#### [ACTIVITY]
The listing is to be reproduced exactly, excluding its pictures.

+-------+

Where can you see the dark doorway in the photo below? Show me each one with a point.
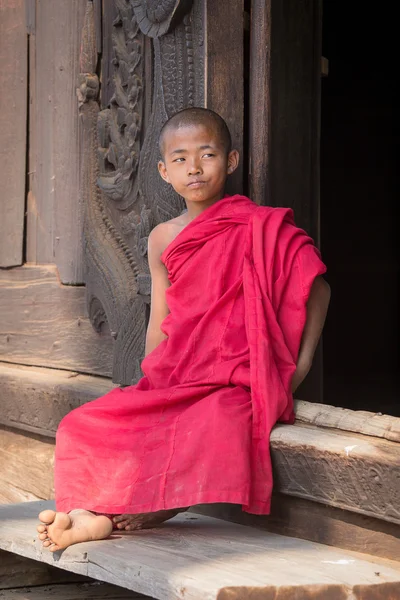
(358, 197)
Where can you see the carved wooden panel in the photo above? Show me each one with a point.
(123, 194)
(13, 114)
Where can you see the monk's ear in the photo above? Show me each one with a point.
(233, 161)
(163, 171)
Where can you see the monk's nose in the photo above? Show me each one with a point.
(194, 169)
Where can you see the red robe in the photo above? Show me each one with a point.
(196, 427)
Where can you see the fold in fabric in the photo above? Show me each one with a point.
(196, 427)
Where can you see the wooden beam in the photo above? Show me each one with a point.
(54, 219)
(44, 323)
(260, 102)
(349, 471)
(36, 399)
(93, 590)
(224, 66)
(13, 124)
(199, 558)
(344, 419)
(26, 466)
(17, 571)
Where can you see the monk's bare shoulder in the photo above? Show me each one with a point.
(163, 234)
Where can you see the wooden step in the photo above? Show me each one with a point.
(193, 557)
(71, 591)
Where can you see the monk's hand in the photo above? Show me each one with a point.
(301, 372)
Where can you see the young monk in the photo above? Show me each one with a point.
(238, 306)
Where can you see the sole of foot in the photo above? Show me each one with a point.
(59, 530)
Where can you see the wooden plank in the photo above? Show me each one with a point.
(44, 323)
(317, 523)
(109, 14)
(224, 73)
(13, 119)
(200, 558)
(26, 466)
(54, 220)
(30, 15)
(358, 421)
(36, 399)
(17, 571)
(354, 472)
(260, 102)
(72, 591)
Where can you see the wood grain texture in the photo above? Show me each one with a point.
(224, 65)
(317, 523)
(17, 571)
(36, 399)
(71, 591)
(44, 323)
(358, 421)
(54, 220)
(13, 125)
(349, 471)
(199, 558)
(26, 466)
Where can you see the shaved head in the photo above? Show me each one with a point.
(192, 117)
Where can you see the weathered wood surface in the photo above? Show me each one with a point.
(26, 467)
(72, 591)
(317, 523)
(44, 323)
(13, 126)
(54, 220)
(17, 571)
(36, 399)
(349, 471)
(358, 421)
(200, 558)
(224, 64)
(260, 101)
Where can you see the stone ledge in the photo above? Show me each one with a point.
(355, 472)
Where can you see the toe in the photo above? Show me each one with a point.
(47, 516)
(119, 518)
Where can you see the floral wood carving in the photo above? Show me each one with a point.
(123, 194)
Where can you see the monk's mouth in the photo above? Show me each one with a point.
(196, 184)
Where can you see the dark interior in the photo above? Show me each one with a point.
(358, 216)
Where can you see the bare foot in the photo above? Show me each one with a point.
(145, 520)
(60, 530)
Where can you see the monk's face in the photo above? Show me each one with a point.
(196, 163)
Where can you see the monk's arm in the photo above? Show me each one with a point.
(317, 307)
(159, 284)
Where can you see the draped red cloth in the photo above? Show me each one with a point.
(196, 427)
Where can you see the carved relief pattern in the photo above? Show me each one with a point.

+-------+

#### [RESULT OF THE EXERCISE]
Where can you see the dark doorway in the photo below? Show me each one with a point.
(358, 197)
Where can you see the carved wooden panel in the photo above? Show me each one with a point.
(123, 194)
(13, 114)
Where can you see the monk's ear in the photo above? Show me each one with a point.
(233, 161)
(163, 171)
Where can you see the monk's nose in the photo above? Show me each one with a point.
(194, 169)
Where can you see the red robe in the photo above? Show me each one with a point.
(196, 427)
Where can you see the fold in fabric in the photo above? Show me each one with a point.
(196, 427)
Where can you see the wooden beam in the photo above? Show me each one with a point.
(54, 219)
(44, 323)
(260, 102)
(349, 471)
(36, 399)
(93, 590)
(224, 66)
(13, 124)
(199, 558)
(344, 419)
(26, 466)
(17, 571)
Where can you see the monk's bare shoulder in the photo above? Show me each one with a point.
(163, 234)
Where can you see the wooden step in the photo above? Show me each one with a point.
(193, 557)
(71, 591)
Where can you see the monk's hand in the photo above? Show me each one with a point.
(301, 372)
Where can you see the young monk in the photo above? Show me each one with a point.
(238, 306)
Where can you see the sole of foot in the photo above? Show me each one with a point.
(59, 530)
Where can you see the wooden plank in the photo above? Show me each one with a point.
(44, 323)
(317, 523)
(109, 14)
(224, 73)
(13, 119)
(200, 558)
(26, 466)
(54, 220)
(30, 15)
(358, 421)
(36, 399)
(17, 571)
(354, 472)
(260, 102)
(72, 591)
Where can you see the wood grain texture in the photo above? Show me each one with a point.
(224, 65)
(317, 523)
(17, 571)
(36, 399)
(71, 591)
(44, 323)
(358, 421)
(54, 220)
(13, 125)
(349, 471)
(199, 558)
(26, 466)
Where can you see the shaved head in the photo above? Show me each one with a point.
(192, 117)
Where can you see the weathered wood surface in the photo above? Show me each one with a point.
(26, 467)
(72, 591)
(317, 523)
(44, 323)
(13, 126)
(54, 220)
(17, 571)
(36, 399)
(349, 471)
(358, 421)
(200, 558)
(224, 64)
(260, 101)
Where can you see the stone ledge in the photo above? Show me each one with a point.
(355, 472)
Where can you see the toe in the photo above? Show me each one with a point.
(47, 516)
(119, 518)
Where can you see the floral wood carving in the photo above? Show me each one with a point.
(123, 194)
Where can you see the monk's mouth in the photo above? Show me each one with a point.
(196, 184)
Where can you see the dark interior in the photo above? Show me each one with a point.
(358, 216)
Where can you see the bare foot in the photo above? Show me each one with a point.
(145, 520)
(60, 530)
Where can you see the monk's face in the photo above? Show me each one with a point.
(196, 163)
Where can you see the monk's arm in the photo above? Show me each one with a point.
(317, 307)
(159, 284)
Where can you see the draped red cloth in the photo above? Show me each one with a point.
(196, 427)
Where can you see the carved relief pattern in the photo above? Show me each one with a point.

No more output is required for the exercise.